» WHAT TO PRODUCE: Count how many lines in the data below contain the string "scooter", matching case exactly. Reply with the number only.

» PROVIDED DATA:
— Start —

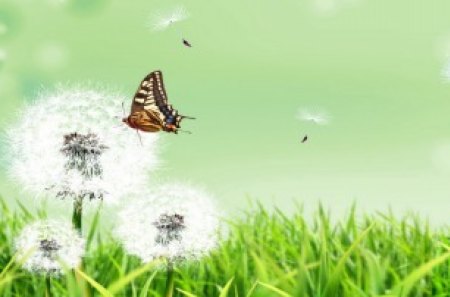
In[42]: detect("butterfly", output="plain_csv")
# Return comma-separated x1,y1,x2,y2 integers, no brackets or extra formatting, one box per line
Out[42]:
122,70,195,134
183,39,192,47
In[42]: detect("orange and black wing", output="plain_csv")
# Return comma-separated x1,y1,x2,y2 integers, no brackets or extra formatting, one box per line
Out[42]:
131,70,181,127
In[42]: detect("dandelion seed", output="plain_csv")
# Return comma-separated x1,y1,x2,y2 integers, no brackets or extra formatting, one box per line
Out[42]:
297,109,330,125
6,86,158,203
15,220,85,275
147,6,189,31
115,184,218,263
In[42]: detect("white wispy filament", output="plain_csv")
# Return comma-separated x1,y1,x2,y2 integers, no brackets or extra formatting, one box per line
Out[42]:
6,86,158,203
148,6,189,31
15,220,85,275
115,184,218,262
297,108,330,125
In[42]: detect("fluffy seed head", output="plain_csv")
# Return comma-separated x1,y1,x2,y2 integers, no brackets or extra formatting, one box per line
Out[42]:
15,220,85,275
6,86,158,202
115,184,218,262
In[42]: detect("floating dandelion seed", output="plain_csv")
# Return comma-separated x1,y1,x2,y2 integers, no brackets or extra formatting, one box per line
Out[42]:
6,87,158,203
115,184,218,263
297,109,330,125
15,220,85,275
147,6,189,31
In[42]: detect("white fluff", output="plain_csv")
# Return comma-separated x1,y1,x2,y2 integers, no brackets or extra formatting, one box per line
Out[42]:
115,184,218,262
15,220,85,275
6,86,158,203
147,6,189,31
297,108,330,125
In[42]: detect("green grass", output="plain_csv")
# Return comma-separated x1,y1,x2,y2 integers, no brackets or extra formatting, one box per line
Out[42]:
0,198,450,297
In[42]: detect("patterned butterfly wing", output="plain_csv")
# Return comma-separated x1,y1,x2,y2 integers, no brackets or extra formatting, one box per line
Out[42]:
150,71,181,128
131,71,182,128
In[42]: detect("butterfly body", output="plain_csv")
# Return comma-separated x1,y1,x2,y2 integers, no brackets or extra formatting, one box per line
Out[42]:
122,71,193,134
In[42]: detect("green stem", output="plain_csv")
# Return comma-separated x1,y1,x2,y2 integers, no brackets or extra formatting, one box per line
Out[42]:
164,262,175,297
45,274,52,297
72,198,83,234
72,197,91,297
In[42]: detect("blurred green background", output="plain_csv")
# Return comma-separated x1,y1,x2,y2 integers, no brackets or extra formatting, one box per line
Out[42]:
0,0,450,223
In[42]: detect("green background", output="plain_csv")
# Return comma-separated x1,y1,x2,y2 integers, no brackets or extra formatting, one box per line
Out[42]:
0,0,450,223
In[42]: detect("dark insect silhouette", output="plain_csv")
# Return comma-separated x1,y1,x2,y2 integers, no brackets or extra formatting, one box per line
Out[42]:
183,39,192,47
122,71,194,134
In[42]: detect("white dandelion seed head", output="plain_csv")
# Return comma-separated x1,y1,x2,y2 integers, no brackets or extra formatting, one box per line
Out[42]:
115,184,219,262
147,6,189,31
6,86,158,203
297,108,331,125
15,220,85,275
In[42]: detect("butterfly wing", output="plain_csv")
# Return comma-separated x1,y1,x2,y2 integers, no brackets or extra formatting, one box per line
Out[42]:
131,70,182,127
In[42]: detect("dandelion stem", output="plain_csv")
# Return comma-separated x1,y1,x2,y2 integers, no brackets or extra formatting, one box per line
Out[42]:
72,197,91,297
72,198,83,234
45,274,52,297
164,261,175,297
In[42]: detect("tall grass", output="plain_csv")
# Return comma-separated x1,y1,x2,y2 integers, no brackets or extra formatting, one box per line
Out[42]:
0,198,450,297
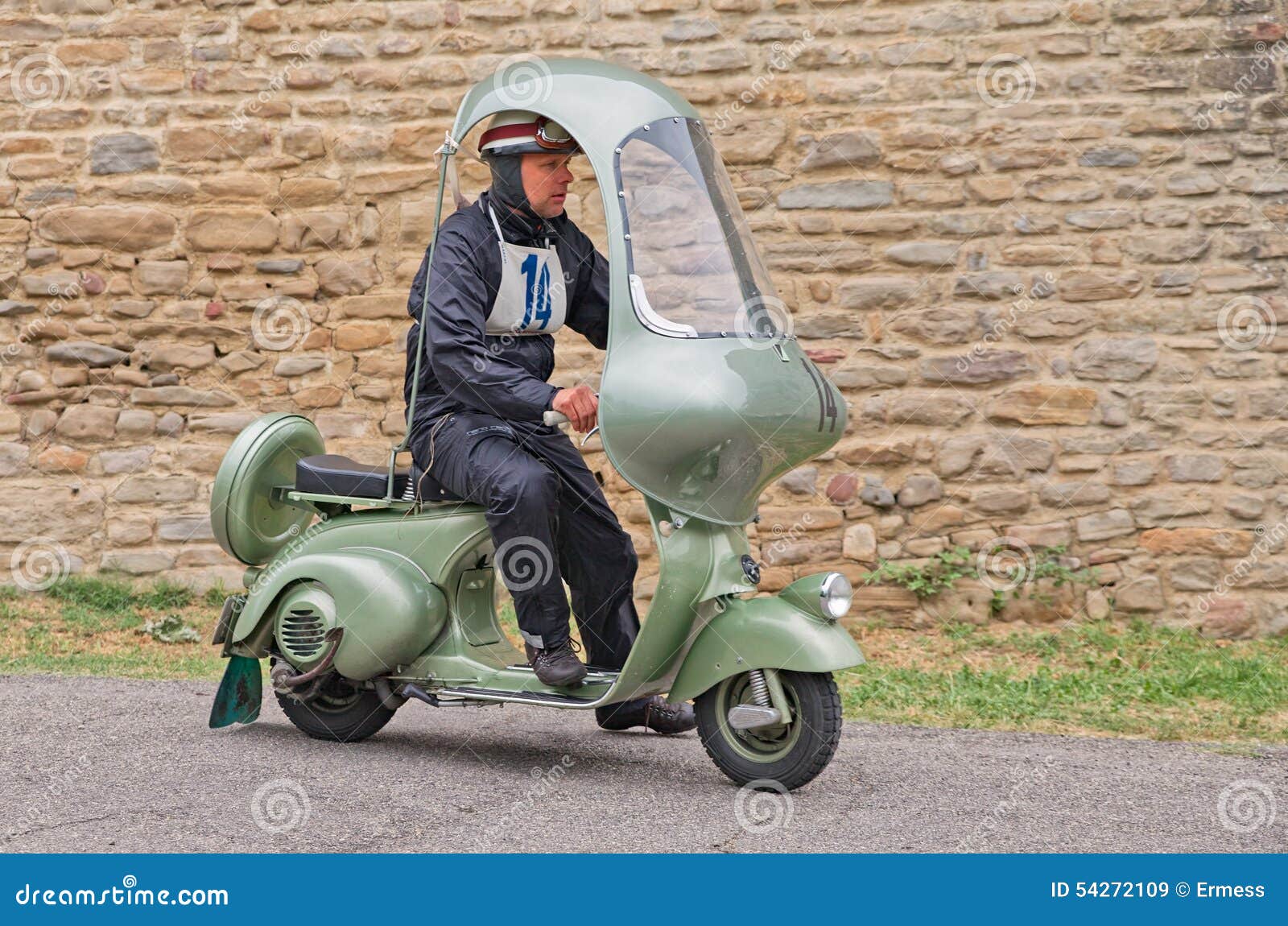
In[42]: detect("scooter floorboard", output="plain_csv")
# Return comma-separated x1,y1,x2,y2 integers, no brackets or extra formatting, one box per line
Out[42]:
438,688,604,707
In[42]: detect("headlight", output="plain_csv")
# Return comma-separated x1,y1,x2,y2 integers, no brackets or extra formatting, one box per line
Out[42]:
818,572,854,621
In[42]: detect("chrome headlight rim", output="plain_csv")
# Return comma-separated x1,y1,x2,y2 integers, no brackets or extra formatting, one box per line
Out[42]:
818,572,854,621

— End —
— Start —

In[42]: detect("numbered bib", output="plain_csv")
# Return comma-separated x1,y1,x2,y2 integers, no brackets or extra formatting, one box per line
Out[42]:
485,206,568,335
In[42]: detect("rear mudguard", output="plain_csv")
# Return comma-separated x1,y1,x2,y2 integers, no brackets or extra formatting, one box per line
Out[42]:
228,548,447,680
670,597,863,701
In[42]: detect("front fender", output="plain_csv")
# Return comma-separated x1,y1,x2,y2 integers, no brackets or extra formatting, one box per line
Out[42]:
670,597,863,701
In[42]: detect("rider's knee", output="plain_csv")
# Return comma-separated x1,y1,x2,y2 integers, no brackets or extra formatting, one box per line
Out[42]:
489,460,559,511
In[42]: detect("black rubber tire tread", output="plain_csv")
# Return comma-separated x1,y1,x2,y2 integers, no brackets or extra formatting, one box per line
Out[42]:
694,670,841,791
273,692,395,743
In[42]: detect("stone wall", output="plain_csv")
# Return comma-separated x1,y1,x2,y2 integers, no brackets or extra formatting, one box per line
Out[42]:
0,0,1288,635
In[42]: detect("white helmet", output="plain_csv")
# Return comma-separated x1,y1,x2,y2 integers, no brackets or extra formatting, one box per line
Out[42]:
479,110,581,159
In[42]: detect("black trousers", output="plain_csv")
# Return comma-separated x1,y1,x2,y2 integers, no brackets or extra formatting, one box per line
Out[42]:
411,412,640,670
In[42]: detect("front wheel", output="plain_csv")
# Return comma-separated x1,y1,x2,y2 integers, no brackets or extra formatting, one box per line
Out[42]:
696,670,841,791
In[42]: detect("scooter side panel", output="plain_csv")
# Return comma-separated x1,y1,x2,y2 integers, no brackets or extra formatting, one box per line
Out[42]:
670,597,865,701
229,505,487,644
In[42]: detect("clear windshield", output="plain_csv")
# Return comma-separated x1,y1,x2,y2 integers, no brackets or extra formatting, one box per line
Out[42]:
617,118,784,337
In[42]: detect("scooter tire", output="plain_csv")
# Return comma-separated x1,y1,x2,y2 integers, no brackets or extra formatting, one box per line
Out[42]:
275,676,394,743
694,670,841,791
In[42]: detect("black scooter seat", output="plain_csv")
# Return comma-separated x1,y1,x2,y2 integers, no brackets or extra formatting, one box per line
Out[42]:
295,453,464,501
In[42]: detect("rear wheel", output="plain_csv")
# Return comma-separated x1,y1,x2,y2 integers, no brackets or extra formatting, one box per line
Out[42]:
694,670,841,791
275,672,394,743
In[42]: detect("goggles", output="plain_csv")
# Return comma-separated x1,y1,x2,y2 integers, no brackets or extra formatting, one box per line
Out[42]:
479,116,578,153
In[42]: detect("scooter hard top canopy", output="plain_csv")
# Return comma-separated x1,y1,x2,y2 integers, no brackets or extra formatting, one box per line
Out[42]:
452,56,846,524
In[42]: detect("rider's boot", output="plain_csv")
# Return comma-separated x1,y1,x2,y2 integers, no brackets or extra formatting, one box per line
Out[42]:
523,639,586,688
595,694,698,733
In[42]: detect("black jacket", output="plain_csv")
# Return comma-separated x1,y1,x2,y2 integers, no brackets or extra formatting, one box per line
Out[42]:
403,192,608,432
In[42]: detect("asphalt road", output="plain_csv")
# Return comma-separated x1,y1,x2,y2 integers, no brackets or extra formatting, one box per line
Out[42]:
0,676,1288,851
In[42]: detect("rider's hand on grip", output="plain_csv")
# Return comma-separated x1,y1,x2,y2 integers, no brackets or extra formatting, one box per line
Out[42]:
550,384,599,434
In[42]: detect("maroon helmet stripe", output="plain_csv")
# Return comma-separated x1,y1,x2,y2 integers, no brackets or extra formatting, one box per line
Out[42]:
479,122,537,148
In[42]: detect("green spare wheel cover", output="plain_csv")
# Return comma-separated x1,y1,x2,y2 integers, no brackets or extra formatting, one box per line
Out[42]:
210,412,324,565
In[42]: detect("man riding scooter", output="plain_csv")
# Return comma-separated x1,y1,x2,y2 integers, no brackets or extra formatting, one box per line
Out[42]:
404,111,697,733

— End —
— Start —

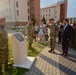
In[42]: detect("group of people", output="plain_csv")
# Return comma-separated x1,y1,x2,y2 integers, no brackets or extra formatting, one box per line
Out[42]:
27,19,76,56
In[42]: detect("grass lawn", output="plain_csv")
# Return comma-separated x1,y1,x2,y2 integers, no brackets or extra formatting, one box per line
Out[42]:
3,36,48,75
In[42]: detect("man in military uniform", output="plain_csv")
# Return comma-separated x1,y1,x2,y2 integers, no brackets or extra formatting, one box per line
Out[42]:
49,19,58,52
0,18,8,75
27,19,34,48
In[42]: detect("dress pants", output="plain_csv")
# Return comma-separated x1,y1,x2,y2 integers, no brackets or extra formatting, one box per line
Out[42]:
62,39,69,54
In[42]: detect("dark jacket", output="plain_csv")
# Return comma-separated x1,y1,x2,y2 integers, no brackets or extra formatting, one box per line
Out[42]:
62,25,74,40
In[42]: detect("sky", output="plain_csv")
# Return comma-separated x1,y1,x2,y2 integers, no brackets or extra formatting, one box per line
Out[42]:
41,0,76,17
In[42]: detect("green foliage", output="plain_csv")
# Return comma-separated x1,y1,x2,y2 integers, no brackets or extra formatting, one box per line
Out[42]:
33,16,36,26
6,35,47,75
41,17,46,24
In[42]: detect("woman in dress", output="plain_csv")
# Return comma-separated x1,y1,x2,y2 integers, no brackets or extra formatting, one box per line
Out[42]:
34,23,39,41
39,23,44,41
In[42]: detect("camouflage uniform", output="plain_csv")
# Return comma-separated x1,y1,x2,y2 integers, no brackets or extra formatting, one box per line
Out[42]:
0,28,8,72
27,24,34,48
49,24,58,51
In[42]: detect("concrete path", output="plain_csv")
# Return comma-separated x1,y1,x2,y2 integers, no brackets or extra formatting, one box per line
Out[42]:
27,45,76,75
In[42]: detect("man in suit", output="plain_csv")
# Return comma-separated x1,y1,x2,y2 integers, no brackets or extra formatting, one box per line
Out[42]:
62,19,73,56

— End —

» TASK SOLUTION: 6